SYNTHETIC FIELDS BASED ON SPHERICAL HARMONICS
- EFFECTS MODELS
Some
members have used ultra-high-degree spherical harmonics to construct
synthetic gravity field models. One such model, computed at Curtin
University of Technology, Australia, extends to degree 5400 (to 45
degrees latitude) and to degree 2700 (over the whole Earth). These
limits are set by computer underflow and overflow errors in IEEE
double precision. The ultra-high-degree coefficients have been created
artificially by scaling and recycling EGM96 and GPM98 coefficients (ie.
an 'effects' model). Fully normalised associated Legendre functions
have been modified to avoid numerical instabilities (Holmes and
Featherstone, 2001). The degree-variance of this synthetic model has
been constrained to follow that of the Tscherning-Rapp model beyond
degree-1800.

Excerpts from point annotation data:

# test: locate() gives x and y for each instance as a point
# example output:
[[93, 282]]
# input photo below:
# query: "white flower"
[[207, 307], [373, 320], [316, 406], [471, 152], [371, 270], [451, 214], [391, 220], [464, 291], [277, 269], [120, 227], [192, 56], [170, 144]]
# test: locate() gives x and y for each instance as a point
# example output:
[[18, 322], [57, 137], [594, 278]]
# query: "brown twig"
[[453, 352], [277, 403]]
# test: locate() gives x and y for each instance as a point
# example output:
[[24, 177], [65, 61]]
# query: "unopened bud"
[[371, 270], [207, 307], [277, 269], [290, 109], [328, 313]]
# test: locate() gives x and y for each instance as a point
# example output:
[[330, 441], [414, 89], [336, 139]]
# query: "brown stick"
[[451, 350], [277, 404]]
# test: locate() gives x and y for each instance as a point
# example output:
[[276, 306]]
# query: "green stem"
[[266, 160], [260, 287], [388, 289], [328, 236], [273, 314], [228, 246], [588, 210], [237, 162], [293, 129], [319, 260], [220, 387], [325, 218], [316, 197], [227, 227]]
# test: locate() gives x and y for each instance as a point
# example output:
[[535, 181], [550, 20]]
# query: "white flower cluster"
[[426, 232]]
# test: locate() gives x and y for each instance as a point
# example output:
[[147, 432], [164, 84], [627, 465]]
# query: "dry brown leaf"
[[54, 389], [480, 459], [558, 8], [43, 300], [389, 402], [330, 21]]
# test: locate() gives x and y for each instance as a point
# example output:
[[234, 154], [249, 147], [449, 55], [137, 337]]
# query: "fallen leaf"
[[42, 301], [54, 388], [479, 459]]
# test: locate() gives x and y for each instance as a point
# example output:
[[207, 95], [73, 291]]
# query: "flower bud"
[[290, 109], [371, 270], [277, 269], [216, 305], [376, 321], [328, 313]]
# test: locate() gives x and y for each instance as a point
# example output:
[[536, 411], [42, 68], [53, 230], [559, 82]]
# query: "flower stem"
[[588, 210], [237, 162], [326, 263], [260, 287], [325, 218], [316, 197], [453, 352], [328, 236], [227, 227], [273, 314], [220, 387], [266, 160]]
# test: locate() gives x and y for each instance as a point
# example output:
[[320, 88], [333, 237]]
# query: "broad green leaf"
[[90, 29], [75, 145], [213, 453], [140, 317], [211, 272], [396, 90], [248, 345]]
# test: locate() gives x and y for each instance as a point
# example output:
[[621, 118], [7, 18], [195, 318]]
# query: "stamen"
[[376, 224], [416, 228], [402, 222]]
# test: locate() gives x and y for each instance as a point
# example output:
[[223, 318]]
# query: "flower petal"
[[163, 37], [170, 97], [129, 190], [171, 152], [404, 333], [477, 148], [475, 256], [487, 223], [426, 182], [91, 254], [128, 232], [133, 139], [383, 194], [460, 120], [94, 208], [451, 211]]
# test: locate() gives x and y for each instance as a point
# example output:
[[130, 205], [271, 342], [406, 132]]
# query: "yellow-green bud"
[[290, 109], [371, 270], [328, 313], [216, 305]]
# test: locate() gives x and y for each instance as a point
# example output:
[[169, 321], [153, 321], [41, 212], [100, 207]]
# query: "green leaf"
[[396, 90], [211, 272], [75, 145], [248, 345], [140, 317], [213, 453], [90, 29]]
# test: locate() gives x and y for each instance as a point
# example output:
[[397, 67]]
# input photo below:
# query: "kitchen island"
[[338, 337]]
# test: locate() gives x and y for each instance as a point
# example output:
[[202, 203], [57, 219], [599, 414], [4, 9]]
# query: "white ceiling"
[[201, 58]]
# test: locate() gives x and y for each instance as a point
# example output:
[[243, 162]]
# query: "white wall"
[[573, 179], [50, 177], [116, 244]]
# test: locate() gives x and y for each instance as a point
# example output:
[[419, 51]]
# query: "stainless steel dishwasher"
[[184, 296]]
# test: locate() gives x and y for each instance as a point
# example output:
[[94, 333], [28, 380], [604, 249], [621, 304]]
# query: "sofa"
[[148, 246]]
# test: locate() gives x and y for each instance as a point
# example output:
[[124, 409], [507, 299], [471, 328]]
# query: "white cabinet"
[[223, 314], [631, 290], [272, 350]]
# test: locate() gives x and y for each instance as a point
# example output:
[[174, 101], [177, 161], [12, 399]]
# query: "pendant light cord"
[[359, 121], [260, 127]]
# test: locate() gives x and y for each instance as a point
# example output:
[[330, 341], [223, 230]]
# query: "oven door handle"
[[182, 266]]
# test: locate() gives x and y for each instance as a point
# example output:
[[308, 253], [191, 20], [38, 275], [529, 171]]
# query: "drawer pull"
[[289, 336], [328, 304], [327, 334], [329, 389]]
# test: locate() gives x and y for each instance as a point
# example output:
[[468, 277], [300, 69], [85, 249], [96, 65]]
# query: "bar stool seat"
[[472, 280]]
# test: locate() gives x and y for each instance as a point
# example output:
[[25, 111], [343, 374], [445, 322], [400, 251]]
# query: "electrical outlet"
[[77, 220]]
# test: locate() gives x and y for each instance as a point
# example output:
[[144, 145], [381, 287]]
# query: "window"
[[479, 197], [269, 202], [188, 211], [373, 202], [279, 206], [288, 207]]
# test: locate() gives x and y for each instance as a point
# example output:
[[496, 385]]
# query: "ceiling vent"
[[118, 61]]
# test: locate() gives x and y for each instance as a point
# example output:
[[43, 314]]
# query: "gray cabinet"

STATED GOAL:
Continue the passage on synthetic gravity fields built from spherical harmonics, starting right after its final sentence.

EXERCISE OUTPUT:
This
synthetic gravity field has been used to construct self-consistent
geoid heights and gravity anomalies at the geoid, which can then be
used to test geoid-computation algorithms and software as follows. The
synthetic spherical harmonics are used to compute the magnitude of
gravity at the geoid (defined by the synthetic model), then normal
gravity at the ellipsoid subtracted to yield gravity anomalies. These
synthetic gravity anomalies are used as input into geoid computation
algorithms and software, then the geoid output is compared with the
self-consistent, synthetic geoid heights. Any differences between the
computed and synthetic geoid can then be attributed to algorithmic
and/or software errors.
Featherstone
(1999) has used this approach and an earlier version of this synthetic
model over Western Australia to test the theories and software used to
produce AUSGeoid98. This study shows that, when using error-free
gravity data (which, of course, is not the case in practice), the
standard deviation of the error committed due to the algorithms and
computer software is ±0.008m (max=0.035m, min=–0.035m,
mean=0.000m).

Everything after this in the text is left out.